ENTRIES SHOWN START

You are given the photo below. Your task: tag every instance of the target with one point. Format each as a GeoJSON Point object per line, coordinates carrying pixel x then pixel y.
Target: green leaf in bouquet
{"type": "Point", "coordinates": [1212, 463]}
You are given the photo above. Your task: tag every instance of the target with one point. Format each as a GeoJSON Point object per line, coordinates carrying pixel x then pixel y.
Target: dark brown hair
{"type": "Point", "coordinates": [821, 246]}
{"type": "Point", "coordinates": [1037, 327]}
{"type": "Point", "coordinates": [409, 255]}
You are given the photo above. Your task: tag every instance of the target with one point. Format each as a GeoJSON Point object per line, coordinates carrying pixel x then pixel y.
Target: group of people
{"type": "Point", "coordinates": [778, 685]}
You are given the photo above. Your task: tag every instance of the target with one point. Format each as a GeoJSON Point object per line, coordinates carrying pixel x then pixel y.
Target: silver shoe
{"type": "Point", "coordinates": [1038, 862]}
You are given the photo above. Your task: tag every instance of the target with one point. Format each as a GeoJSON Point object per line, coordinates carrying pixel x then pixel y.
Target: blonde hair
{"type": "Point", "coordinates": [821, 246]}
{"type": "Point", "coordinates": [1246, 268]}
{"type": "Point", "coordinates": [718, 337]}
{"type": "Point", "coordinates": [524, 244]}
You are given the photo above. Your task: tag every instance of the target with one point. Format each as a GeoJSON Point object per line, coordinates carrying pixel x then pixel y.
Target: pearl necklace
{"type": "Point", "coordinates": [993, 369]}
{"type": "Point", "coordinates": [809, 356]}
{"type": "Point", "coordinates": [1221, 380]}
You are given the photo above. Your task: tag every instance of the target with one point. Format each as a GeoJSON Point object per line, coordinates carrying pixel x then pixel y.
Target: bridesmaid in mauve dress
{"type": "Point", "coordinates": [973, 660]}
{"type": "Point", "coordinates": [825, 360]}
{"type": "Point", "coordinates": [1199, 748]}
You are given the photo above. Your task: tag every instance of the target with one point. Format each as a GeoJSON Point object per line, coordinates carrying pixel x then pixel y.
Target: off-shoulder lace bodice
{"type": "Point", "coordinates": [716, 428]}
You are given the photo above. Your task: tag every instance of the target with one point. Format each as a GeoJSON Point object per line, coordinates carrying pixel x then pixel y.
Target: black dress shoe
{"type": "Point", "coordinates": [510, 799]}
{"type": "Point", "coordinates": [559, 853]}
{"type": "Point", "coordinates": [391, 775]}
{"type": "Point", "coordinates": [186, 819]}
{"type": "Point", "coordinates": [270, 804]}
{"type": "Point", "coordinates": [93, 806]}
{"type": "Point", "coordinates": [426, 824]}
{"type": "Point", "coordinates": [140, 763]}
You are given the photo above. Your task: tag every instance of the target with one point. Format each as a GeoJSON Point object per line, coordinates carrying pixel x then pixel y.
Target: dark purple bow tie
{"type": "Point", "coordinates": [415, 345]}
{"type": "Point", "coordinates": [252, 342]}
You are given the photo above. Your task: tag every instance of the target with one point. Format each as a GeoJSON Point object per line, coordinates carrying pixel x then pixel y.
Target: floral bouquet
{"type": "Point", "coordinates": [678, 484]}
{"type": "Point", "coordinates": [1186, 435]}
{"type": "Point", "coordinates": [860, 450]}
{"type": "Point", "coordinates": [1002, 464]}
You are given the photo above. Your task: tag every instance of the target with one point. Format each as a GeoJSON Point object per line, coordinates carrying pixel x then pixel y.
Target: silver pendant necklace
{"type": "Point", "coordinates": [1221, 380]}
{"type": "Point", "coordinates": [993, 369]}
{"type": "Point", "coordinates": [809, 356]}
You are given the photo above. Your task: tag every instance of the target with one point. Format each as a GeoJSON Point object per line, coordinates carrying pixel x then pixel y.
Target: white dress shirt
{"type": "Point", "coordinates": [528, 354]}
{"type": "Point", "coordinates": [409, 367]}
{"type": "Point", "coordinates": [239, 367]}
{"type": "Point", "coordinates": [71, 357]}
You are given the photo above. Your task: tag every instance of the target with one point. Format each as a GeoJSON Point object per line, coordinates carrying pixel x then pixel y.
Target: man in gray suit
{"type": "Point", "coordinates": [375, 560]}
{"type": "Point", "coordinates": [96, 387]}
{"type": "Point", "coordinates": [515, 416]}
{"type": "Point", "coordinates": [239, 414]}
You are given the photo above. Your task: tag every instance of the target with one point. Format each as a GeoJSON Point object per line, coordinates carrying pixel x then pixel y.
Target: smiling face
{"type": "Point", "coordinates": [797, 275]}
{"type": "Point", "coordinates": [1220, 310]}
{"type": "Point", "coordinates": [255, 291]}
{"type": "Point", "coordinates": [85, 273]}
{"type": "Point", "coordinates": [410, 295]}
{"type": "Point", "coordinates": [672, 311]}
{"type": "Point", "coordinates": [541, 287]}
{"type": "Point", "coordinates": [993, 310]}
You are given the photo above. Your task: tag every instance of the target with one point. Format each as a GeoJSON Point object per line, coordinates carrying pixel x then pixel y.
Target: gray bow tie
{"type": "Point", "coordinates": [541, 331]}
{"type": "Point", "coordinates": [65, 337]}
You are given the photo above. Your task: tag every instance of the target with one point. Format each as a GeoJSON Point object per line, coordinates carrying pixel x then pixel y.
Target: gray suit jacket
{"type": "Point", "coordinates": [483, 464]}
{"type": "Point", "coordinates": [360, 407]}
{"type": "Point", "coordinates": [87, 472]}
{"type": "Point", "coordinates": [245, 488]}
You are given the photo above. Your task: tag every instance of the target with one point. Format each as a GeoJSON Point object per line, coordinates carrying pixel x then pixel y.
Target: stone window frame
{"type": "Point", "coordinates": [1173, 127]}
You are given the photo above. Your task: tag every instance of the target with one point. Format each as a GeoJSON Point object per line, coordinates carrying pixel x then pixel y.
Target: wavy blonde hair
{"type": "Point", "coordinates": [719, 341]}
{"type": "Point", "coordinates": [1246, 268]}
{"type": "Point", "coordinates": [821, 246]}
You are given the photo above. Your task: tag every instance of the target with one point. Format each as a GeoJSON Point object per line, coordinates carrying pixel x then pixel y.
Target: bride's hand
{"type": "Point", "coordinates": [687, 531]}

ENTRIES SHOWN END

This exercise calls for repeating every line of the data exactly.

You are given the photo below. Your task: tag every instance of the target with one point. Format each as a GeoJSON Point object per line, coordinates carrying pixel x then pixel y.
Target: green leaf in bouquet
{"type": "Point", "coordinates": [1212, 463]}
You are given the photo above. Your task: tag every instance of the target with one point. Format each as a GeoJSON Point object per line, coordinates carrying pixel x then pixel y.
Target: dark brown hair
{"type": "Point", "coordinates": [821, 246]}
{"type": "Point", "coordinates": [1037, 327]}
{"type": "Point", "coordinates": [409, 255]}
You are given the photo above. Your task: tag every instance of the target with one point. Format each as a GeoJSON Point object per line, coordinates carrying pixel x then pixel y.
Target: group of people
{"type": "Point", "coordinates": [778, 685]}
You are given the photo above. Your task: tag every instance of the target with one point. Format each as a GeoJSON Point object per line, coordinates carrying pixel x then pixel y.
Target: silver shoe
{"type": "Point", "coordinates": [1038, 862]}
You are given the photo above. Your task: tag every instance of the target with one point. Format each as a GeoJSON Point object per line, coordinates carrying pixel x then pixel y.
Target: blonde hair
{"type": "Point", "coordinates": [821, 246]}
{"type": "Point", "coordinates": [1246, 268]}
{"type": "Point", "coordinates": [718, 337]}
{"type": "Point", "coordinates": [524, 244]}
You are given the photo above. Your task: tag every instance of the target with one point. Format each as a GeoJSON Point object per line, coordinates carrying pixel x then pixel y.
Target: pearl necklace
{"type": "Point", "coordinates": [993, 369]}
{"type": "Point", "coordinates": [809, 356]}
{"type": "Point", "coordinates": [1221, 380]}
You are given the photo above. Your task: tag every instance of the target with one point. Format each as a GeoJSON Point object per line, coordinates carrying pixel x then pixel y.
Target: bridesmaid in mauve dress
{"type": "Point", "coordinates": [973, 660]}
{"type": "Point", "coordinates": [825, 360]}
{"type": "Point", "coordinates": [1199, 748]}
You are given the photo above. Your task: tag every instance of the target with one point. Format each as a GeoJSON Point object per line, coordinates carrying pixel x then pixel y.
Target: off-shoulder lace bodice
{"type": "Point", "coordinates": [716, 428]}
You are given the photo above. Your task: tag every instance of the target with one point. Format each as a GeoJSON Point object per line, coordinates carrying pixel x then pixel y.
Target: black dress shoe
{"type": "Point", "coordinates": [510, 799]}
{"type": "Point", "coordinates": [559, 853]}
{"type": "Point", "coordinates": [391, 775]}
{"type": "Point", "coordinates": [186, 819]}
{"type": "Point", "coordinates": [270, 804]}
{"type": "Point", "coordinates": [93, 806]}
{"type": "Point", "coordinates": [426, 824]}
{"type": "Point", "coordinates": [140, 763]}
You are given the photo above. Your task: tag every instance of the target with one point. Format each as a GeoJSON Point object per line, coordinates carrying pixel x then pixel y.
Target: dark purple bow tie
{"type": "Point", "coordinates": [415, 345]}
{"type": "Point", "coordinates": [252, 342]}
You are given the photo above. Your task: tag every instance of the target with one point. Format each as a GeoJSON Point object per line, coordinates carrying pixel x then pixel y.
Target: floral bouquet
{"type": "Point", "coordinates": [678, 484]}
{"type": "Point", "coordinates": [1186, 435]}
{"type": "Point", "coordinates": [860, 450]}
{"type": "Point", "coordinates": [1002, 464]}
You are given the photo above. Your task: tag every instance of the target with one point. Format each as a GeoJSON Point object per line, coordinates carrying pixel x then pixel y.
Target: silver pendant necklace
{"type": "Point", "coordinates": [1221, 380]}
{"type": "Point", "coordinates": [993, 369]}
{"type": "Point", "coordinates": [809, 356]}
You are given the photo above. Your task: tag every instance of the target with one point. Format each as a GeoJSON Point object per line, coordinates carrying pixel x then pixel y.
Target: white dress shirt
{"type": "Point", "coordinates": [528, 354]}
{"type": "Point", "coordinates": [409, 367]}
{"type": "Point", "coordinates": [239, 367]}
{"type": "Point", "coordinates": [71, 357]}
You are given the photo above. Your task: tag every instance of the target with one point. Format each as a GeoJSON Point object per line, coordinates carrying pixel x then pixel y.
Target: man in gray suit
{"type": "Point", "coordinates": [375, 560]}
{"type": "Point", "coordinates": [96, 387]}
{"type": "Point", "coordinates": [515, 416]}
{"type": "Point", "coordinates": [239, 414]}
You are given the photo above. Your task: tag every instance of the target with one point. Format each as a GeoJSON Point object per line, coordinates carrying pixel x then pixel y.
Target: smiling face
{"type": "Point", "coordinates": [797, 275]}
{"type": "Point", "coordinates": [1220, 310]}
{"type": "Point", "coordinates": [255, 291]}
{"type": "Point", "coordinates": [85, 273]}
{"type": "Point", "coordinates": [410, 295]}
{"type": "Point", "coordinates": [672, 311]}
{"type": "Point", "coordinates": [541, 287]}
{"type": "Point", "coordinates": [993, 310]}
You are given the photo above. Your task: tag every instance of the target with one point. Format each as a GeoJSON Point object per line, coordinates carrying pixel x then pixel y.
Target: gray bow tie
{"type": "Point", "coordinates": [541, 331]}
{"type": "Point", "coordinates": [65, 337]}
You are given the photo above. Your task: tag every instance of the target with one point. Format each as a GeoJSON Point object per line, coordinates carrying pixel x then pixel y.
Target: gray suit jacket
{"type": "Point", "coordinates": [483, 464]}
{"type": "Point", "coordinates": [360, 407]}
{"type": "Point", "coordinates": [87, 472]}
{"type": "Point", "coordinates": [245, 488]}
You are given the photo above. Your task: tag every instance of the target with one point. Format each as a GeoJSON Point object per line, coordinates carrying pixel x then pixel y.
Target: stone window frame
{"type": "Point", "coordinates": [1173, 127]}
You are given the photo above. Your task: tag every instance of the target with one point. Format each as a GeoJSON Point object per line, coordinates carrying pixel x then pixel y.
Target: wavy blonde hair
{"type": "Point", "coordinates": [719, 341]}
{"type": "Point", "coordinates": [1246, 268]}
{"type": "Point", "coordinates": [821, 246]}
You are given the photo above. Your task: tag every instance of the target with one point. Format each as a GeoJSON Point object per line, coordinates carrying pixel x then pixel y.
Target: bride's hand
{"type": "Point", "coordinates": [687, 531]}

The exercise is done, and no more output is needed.